### [WHAT YOU HAVE TO DO]
Switch each "marker" in the records below to "pin" and write the records out again with nothing else altered, leaving out the pictures.

### [RECORDS SHOWN]
--- --- ---

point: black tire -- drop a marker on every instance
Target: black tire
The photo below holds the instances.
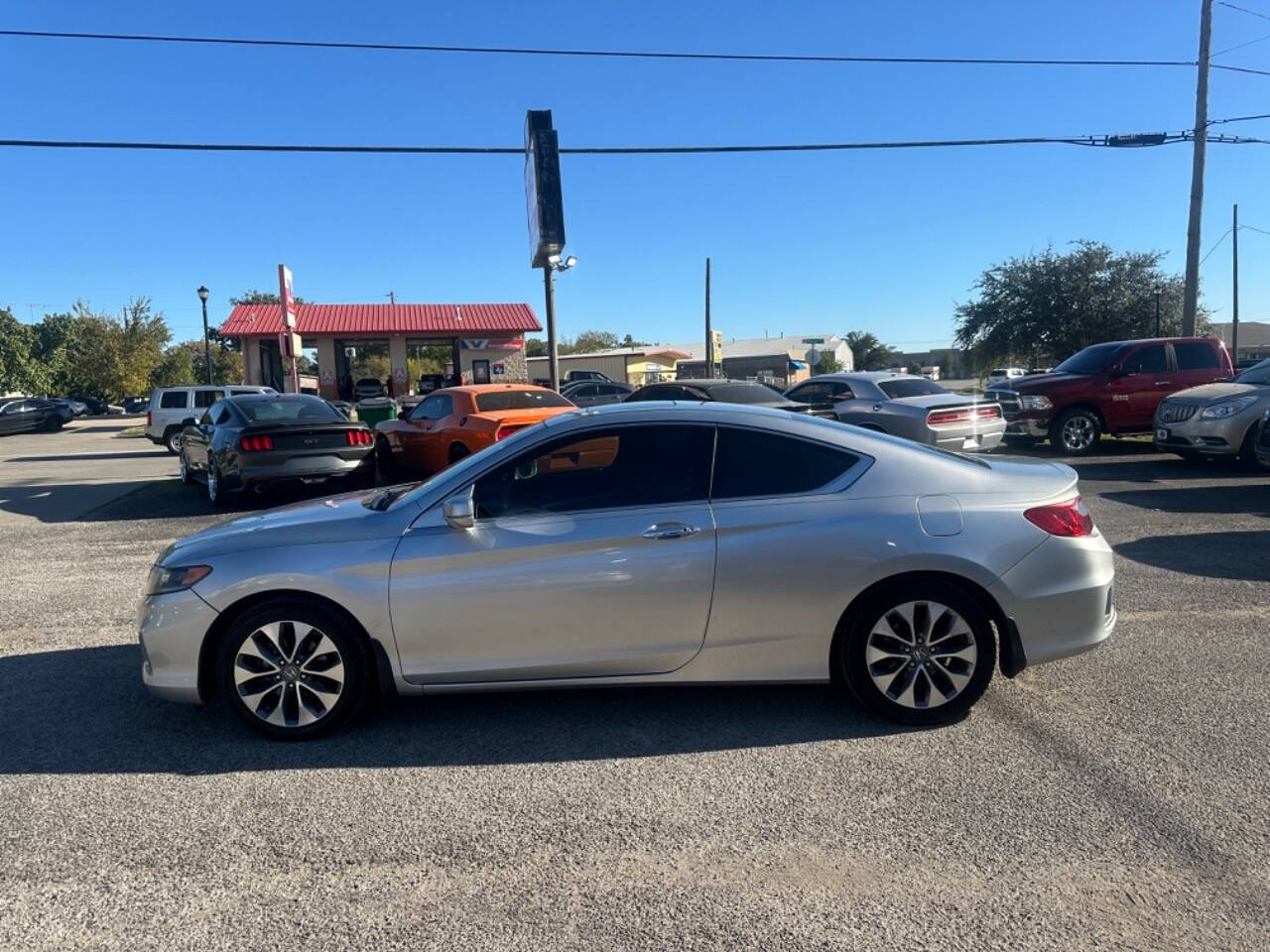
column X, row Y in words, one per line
column 1248, row 449
column 1076, row 431
column 235, row 678
column 916, row 665
column 214, row 484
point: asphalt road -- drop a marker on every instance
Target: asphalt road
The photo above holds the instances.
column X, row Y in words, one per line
column 1118, row 800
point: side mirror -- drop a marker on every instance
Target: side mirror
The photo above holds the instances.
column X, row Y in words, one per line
column 458, row 511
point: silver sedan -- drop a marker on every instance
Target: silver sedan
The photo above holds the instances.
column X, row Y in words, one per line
column 640, row 543
column 907, row 407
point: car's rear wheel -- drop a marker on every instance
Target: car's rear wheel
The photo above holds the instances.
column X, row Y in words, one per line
column 919, row 653
column 1076, row 431
column 293, row 669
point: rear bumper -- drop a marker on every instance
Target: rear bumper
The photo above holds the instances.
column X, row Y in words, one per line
column 172, row 631
column 1060, row 597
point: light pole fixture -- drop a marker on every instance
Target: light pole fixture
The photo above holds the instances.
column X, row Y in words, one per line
column 207, row 345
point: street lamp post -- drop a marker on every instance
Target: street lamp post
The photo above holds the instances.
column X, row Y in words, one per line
column 207, row 344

--- --- ---

### [RESPONSE FOR THIS EXERCISE]
point: black tire -- drop a pin on every instance
Target: black tire
The photo below holds the instances.
column X, row Y in words, one per line
column 1248, row 449
column 1076, row 431
column 235, row 678
column 916, row 665
column 214, row 484
point: asphalt road -- drop a pin on every instance
Target: asphalt road
The photo above holds the instances.
column X, row Y in words, one per line
column 1118, row 800
point: side mirror -- drop a pin on every instance
Target: side mirror
The photo above holds the instances.
column X, row Y in words, one per line
column 458, row 511
point: silver sedan -- drop a pin on every instance
Target: silver sedan
The photo above holds the instances.
column X, row Y in words, one per line
column 640, row 543
column 907, row 407
point: car's rear wheel -- drop a pin on every instance
Target: car's rear wheel
The photo above holds the instances.
column X, row Y in words, one per line
column 919, row 653
column 1076, row 431
column 293, row 669
point: rear bumper -- drop a pin on every instance
Target: rear bumper
The photo above holds the instances.
column X, row Y in words, one per line
column 172, row 631
column 1060, row 597
point: light pole fixture -- drop a pin on every instance
Target: light pole fixture
The photo above holds the instances.
column X, row Y in words, one per line
column 207, row 345
point: street lamp post -- drop a pin on every instance
Target: street lamp post
The photo above holds the instances.
column X, row Y in words, one per line
column 207, row 344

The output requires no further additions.